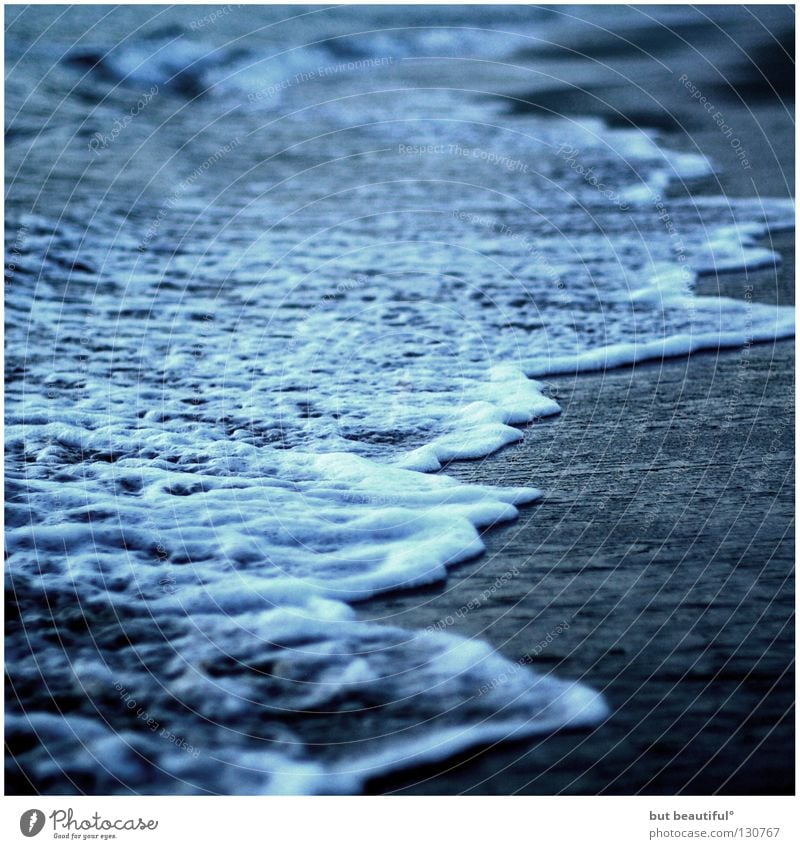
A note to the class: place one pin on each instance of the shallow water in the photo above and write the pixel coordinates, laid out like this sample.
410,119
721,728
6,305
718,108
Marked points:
265,274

→ **THE EXERCISE**:
Rewrite every line of the records above, requests included, scaling each pixel coordinate among the marked points by 2.1 and rounding to the nearest whole number, with halves rounded up. Leave the sample coordinates in the requests unchanged, and leave the pictures out.

→ **EXERCISE SOLUTION**:
A note to the class: place one pin on each instance of the shallow water in the photo above and write the pixel coordinates, laid out like this sample.
410,119
721,728
6,305
718,108
Marked points:
557,575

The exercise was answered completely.